Segment Start: Material for this exercise

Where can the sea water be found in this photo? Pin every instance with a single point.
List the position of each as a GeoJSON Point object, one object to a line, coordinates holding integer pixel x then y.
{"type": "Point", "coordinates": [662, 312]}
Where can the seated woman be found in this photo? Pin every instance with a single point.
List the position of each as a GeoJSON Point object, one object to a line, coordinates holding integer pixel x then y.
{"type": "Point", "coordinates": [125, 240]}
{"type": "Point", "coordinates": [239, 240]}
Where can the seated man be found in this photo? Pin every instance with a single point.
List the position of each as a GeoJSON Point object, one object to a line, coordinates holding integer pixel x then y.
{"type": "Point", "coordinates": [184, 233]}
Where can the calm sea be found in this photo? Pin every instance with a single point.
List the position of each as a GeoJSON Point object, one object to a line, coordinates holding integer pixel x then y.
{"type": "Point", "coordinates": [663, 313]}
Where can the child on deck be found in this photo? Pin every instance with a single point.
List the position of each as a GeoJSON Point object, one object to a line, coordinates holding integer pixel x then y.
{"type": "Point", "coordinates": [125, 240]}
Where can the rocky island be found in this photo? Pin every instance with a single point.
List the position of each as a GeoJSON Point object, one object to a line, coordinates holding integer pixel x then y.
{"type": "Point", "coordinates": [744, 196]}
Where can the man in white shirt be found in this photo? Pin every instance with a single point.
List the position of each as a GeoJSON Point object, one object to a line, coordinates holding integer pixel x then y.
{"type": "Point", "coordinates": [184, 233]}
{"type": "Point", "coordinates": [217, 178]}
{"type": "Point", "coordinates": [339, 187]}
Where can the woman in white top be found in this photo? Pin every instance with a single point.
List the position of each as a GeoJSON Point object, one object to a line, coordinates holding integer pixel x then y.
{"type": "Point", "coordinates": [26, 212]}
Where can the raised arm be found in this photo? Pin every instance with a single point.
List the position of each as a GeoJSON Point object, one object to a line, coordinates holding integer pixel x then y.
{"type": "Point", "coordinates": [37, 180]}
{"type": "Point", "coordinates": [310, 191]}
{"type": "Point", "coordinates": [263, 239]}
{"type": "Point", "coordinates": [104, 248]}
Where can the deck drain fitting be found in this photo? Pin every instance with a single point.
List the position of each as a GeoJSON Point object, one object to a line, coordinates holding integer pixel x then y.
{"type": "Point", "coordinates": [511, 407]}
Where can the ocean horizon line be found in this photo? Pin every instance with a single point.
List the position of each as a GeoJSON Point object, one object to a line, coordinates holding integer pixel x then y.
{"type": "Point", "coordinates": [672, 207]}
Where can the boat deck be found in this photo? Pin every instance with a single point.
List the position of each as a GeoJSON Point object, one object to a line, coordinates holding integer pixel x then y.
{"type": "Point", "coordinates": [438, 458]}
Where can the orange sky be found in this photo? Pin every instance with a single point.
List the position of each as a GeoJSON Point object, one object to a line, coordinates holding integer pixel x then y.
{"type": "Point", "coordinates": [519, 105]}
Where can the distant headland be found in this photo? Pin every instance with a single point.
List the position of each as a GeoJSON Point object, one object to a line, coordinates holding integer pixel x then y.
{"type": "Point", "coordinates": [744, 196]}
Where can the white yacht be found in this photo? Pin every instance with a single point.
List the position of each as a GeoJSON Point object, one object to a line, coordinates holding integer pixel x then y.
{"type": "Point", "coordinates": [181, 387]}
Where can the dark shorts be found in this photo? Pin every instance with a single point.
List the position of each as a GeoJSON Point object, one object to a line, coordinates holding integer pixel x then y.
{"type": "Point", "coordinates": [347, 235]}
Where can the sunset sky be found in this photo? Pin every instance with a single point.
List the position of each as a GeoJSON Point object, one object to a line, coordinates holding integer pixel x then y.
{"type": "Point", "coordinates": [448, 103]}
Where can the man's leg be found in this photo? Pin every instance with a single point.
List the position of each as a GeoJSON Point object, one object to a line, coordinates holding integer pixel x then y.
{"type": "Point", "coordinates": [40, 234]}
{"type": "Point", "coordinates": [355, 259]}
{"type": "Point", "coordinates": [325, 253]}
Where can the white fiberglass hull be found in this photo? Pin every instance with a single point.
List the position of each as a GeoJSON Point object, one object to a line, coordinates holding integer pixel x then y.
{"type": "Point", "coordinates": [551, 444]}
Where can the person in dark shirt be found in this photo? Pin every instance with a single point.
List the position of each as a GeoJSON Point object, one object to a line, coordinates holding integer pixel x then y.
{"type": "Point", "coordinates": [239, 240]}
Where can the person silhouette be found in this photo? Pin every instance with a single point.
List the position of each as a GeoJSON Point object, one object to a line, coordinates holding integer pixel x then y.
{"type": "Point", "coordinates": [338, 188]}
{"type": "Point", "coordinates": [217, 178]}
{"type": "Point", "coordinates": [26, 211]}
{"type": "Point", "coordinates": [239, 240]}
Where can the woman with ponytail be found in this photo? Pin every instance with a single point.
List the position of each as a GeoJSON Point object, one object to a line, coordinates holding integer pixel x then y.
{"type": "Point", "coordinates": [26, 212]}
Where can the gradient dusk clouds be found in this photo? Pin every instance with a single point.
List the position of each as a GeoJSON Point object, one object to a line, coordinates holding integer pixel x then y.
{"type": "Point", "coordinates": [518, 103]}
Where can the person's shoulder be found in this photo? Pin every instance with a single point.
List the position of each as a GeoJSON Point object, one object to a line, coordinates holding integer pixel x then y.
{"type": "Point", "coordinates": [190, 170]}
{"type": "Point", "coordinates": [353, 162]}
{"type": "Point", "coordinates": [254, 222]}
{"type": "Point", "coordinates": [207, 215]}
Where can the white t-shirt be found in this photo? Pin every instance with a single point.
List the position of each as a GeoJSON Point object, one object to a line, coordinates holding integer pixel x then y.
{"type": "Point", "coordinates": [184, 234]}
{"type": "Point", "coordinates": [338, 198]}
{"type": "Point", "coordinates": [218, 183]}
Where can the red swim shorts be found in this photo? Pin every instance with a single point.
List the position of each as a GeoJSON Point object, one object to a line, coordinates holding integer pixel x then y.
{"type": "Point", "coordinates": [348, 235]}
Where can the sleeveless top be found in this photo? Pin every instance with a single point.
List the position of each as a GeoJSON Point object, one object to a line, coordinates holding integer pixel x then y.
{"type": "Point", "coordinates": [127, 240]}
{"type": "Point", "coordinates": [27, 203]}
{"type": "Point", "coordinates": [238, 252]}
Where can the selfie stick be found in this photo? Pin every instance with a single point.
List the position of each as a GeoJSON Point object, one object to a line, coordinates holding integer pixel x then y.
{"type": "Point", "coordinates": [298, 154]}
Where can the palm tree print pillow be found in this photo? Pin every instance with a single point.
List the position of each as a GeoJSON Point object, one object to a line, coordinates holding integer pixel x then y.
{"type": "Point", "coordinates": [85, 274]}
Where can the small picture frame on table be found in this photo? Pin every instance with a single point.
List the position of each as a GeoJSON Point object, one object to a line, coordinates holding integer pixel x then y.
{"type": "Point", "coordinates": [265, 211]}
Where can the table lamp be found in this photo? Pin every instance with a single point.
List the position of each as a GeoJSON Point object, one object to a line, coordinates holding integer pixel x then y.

Segment End: Material for this exercise

### Task directions
Copy all lines above where "woman" is present.

### Result for this task
Where can the seated woman be found in this photo? Pin every instance with a single point.
Where can the woman in white top be found in this photo? Pin every instance with a single point.
Where can the woman with ponytail be found in this photo? Pin every instance with a single point.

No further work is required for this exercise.